▶ **Extract provided**

Conclusion of Appeal:
The UTA noted that the Education Regulation 1980 sets out a procedure that must be applied in dealing with disciplinary offences and these must be followed. Any deviation of the law must be seen as a breach and as such this whole process was null and void.
Decision of the Teachers' Appeal Tribunal (TAT)
The decision was that the appeal be dismissed. TAT claimed that only one of the grounds of appeal advanced on Mr. Louisbourg's behalf was genuinely relevant to the case. It stated that the applicant had not been informed of his demotion in due time. TAT stated that this did not constitute adequate reason for overturning the Board's decision since the penalty involved was DEMOTION and not DISMISSAL.
TAT's final decision was that Mr. Louisbourg demotion from the post of vice principal of Iron Shore High School therefore stands.
Discussion of Case:
According to UTA a letter dated December 10 by MOS to Vice Principal, Mr. Louisbourg MOS saw the incident as an over-payment. The writer reflects that the PC charged the defendant, Mr. Louisbourg with receiving money under false pretense. The writer believes that this incident was something that happens frequently in the system. There are many teachers, who start a study program and for one reason or the other have had to drop out, not able to complete their courses. Mr. Louisbourg's case does not set precedence. It is true, that Mr. Louisbourg could have sought permission to return to his position at the school but he could be ignorant that this is allowed, and in ignorance he probably believed that he had to serve out the period of leave granted to him.

Stored dataset items:
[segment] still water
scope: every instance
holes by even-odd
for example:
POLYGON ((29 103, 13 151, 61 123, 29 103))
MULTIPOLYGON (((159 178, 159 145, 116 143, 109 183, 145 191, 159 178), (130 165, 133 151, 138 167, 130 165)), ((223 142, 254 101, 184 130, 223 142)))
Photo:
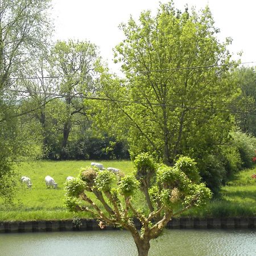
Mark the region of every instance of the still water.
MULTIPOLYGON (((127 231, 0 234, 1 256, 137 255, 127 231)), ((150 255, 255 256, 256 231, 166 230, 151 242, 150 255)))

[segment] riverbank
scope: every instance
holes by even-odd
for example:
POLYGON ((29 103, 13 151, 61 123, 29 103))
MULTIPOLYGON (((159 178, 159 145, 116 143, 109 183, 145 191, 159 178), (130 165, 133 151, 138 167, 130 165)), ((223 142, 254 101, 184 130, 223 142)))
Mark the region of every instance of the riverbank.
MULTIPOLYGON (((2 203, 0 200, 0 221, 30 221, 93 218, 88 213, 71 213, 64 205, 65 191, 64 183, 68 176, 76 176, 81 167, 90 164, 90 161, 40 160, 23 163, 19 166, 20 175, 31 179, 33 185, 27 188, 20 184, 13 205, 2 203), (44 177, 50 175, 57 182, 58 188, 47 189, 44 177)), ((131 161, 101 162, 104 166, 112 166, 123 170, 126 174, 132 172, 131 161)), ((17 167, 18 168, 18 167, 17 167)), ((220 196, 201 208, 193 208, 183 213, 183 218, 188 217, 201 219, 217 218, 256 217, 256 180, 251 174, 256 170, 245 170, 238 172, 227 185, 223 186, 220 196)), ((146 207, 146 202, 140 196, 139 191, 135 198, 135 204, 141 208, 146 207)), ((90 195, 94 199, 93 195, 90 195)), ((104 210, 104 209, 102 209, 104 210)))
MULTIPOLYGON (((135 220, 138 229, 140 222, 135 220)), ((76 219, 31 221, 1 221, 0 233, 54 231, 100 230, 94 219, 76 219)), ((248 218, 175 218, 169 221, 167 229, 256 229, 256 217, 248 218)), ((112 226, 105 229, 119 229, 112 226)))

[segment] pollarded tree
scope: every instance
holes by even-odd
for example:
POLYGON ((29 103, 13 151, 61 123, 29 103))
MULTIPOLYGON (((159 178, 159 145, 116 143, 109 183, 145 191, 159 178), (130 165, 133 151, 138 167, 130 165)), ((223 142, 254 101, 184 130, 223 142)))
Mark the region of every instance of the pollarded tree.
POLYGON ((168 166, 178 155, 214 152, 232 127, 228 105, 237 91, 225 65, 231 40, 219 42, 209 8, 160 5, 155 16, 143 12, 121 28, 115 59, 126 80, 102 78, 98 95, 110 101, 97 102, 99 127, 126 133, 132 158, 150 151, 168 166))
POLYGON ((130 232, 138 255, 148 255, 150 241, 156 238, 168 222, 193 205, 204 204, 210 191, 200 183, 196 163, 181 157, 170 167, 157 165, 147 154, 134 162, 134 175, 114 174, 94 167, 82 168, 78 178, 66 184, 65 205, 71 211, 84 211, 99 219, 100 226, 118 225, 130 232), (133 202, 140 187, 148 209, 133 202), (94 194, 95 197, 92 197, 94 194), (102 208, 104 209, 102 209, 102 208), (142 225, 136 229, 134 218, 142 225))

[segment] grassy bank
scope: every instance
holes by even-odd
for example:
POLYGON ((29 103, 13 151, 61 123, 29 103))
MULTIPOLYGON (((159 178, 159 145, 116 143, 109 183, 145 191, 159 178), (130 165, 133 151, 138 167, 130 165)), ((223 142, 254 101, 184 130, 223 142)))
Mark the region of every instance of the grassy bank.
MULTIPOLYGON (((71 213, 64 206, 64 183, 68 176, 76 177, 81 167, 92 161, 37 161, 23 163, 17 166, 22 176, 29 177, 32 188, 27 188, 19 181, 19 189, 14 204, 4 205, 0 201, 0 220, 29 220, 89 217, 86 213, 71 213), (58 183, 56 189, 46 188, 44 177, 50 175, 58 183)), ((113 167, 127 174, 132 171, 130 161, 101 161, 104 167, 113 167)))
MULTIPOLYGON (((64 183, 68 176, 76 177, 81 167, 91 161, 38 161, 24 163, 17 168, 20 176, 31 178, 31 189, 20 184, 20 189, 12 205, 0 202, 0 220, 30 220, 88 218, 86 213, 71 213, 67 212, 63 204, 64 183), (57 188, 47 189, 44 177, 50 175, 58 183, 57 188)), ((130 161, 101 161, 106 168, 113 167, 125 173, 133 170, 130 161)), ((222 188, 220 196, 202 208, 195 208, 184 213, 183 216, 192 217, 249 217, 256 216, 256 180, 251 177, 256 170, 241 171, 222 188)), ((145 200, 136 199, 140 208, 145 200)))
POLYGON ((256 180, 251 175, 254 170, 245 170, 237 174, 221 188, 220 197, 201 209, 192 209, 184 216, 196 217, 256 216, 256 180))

▶ **What the exercise asks**
Could you write out the appeal text again, starting at "Decision of the" and ending at "and not DISMISSAL.", but switch "dismissed" to "rejected"? This material has no connection to the appeal text.

▶ **Task answer**
Decision of the Teachers' Appeal Tribunal (TAT)
The decision was that the appeal be rejected. TAT claimed that only one of the grounds of appeal advanced on Mr. Louisbourg's behalf was genuinely relevant to the case. It stated that the applicant had not been informed of his demotion in due time. TAT stated that this did not constitute adequate reason for overturning the Board's decision since the penalty involved was DEMOTION and not DISMISSAL.